SUPPLIED RECORDS:

########################################

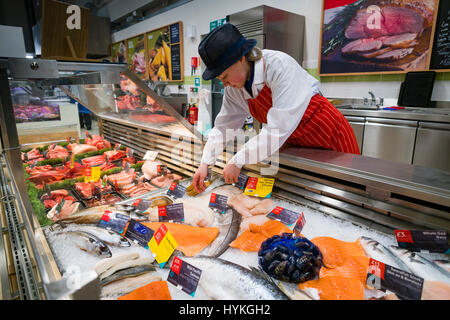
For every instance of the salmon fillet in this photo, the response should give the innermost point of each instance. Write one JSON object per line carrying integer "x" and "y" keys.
{"x": 191, "y": 240}
{"x": 251, "y": 240}
{"x": 156, "y": 290}
{"x": 336, "y": 251}
{"x": 336, "y": 288}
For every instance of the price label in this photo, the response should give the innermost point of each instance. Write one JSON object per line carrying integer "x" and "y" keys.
{"x": 176, "y": 190}
{"x": 113, "y": 221}
{"x": 171, "y": 213}
{"x": 139, "y": 233}
{"x": 242, "y": 181}
{"x": 423, "y": 241}
{"x": 218, "y": 202}
{"x": 300, "y": 224}
{"x": 285, "y": 216}
{"x": 259, "y": 187}
{"x": 184, "y": 276}
{"x": 162, "y": 245}
{"x": 150, "y": 155}
{"x": 385, "y": 277}
{"x": 92, "y": 174}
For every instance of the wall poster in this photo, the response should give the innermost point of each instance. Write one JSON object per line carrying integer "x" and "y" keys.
{"x": 165, "y": 53}
{"x": 136, "y": 56}
{"x": 376, "y": 36}
{"x": 119, "y": 52}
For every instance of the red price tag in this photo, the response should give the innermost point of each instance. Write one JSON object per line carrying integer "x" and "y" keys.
{"x": 162, "y": 212}
{"x": 252, "y": 182}
{"x": 404, "y": 236}
{"x": 160, "y": 233}
{"x": 176, "y": 265}
{"x": 277, "y": 210}
{"x": 105, "y": 216}
{"x": 376, "y": 268}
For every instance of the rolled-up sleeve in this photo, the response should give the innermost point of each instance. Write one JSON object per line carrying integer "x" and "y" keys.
{"x": 292, "y": 89}
{"x": 227, "y": 125}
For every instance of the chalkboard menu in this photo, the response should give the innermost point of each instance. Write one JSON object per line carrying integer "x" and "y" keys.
{"x": 440, "y": 57}
{"x": 176, "y": 62}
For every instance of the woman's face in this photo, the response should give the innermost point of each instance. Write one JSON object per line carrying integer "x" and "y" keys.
{"x": 236, "y": 75}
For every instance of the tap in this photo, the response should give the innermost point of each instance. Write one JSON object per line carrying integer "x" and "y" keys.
{"x": 373, "y": 102}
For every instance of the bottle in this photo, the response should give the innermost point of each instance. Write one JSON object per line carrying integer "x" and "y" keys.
{"x": 193, "y": 114}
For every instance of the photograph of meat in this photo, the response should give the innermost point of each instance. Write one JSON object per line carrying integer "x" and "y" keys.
{"x": 159, "y": 60}
{"x": 363, "y": 36}
{"x": 136, "y": 56}
{"x": 119, "y": 52}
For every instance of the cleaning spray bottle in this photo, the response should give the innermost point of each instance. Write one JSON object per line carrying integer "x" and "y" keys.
{"x": 204, "y": 117}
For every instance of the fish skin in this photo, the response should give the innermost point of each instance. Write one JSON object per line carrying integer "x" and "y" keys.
{"x": 231, "y": 234}
{"x": 224, "y": 280}
{"x": 377, "y": 251}
{"x": 127, "y": 273}
{"x": 99, "y": 247}
{"x": 105, "y": 264}
{"x": 124, "y": 286}
{"x": 421, "y": 266}
{"x": 127, "y": 265}
{"x": 108, "y": 236}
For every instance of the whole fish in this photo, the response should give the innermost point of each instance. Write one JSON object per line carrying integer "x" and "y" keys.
{"x": 108, "y": 236}
{"x": 421, "y": 266}
{"x": 224, "y": 280}
{"x": 127, "y": 273}
{"x": 88, "y": 242}
{"x": 228, "y": 225}
{"x": 377, "y": 251}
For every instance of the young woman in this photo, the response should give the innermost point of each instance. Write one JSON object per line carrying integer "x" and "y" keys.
{"x": 273, "y": 88}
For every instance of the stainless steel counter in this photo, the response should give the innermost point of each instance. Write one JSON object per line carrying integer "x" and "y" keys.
{"x": 417, "y": 114}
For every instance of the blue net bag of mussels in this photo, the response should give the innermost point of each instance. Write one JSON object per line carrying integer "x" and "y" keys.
{"x": 290, "y": 258}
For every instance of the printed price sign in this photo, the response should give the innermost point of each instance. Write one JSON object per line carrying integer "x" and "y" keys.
{"x": 184, "y": 276}
{"x": 92, "y": 174}
{"x": 150, "y": 155}
{"x": 218, "y": 202}
{"x": 385, "y": 277}
{"x": 171, "y": 213}
{"x": 300, "y": 224}
{"x": 427, "y": 241}
{"x": 176, "y": 190}
{"x": 259, "y": 187}
{"x": 162, "y": 245}
{"x": 139, "y": 233}
{"x": 113, "y": 221}
{"x": 242, "y": 181}
{"x": 285, "y": 216}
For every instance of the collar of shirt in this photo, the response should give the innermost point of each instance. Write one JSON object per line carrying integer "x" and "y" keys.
{"x": 249, "y": 83}
{"x": 258, "y": 79}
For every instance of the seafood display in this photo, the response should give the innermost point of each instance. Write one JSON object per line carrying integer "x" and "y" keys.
{"x": 290, "y": 258}
{"x": 242, "y": 252}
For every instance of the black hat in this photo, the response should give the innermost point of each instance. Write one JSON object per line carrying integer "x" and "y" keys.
{"x": 221, "y": 48}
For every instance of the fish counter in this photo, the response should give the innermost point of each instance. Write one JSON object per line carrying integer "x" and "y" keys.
{"x": 235, "y": 245}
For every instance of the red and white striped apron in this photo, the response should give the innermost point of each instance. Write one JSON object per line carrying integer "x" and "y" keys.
{"x": 322, "y": 125}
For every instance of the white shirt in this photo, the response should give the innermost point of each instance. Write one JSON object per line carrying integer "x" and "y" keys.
{"x": 292, "y": 89}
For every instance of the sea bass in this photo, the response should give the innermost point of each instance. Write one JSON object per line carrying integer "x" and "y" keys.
{"x": 87, "y": 242}
{"x": 108, "y": 236}
{"x": 224, "y": 280}
{"x": 421, "y": 266}
{"x": 377, "y": 251}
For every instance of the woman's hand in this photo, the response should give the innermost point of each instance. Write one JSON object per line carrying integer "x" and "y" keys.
{"x": 231, "y": 173}
{"x": 199, "y": 178}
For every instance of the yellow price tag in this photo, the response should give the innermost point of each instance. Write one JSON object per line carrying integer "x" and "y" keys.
{"x": 162, "y": 245}
{"x": 259, "y": 187}
{"x": 92, "y": 174}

########################################

EXERCISE DESCRIPTION: Copy out, word for word, the part of the data that opens with the line containing "For every instance of the white" and runs through the end of the data.

TASK OUTPUT:
For every instance of the white shirt in this photo, the response should give the innermost point of each instance. Write one JSON object per line carrying integer "x" and "y" keys.
{"x": 292, "y": 89}
For every instance of the sea bass in this photo, the response should give the innermost point of each instance. Write one JSON object per line carrying integer "x" and "y" keys.
{"x": 87, "y": 242}
{"x": 108, "y": 236}
{"x": 224, "y": 280}
{"x": 421, "y": 266}
{"x": 377, "y": 251}
For every instance of the woman's hand in this photo, the response should give the innermost point of each instance. Write one JSON object per line carrying integer "x" and "y" keys.
{"x": 231, "y": 173}
{"x": 199, "y": 178}
For every instance of the yellow price tag in this photo, the response should give the innermost point of each instance. Write one JSON object per line carrying integer "x" and "y" keys.
{"x": 162, "y": 245}
{"x": 259, "y": 187}
{"x": 92, "y": 174}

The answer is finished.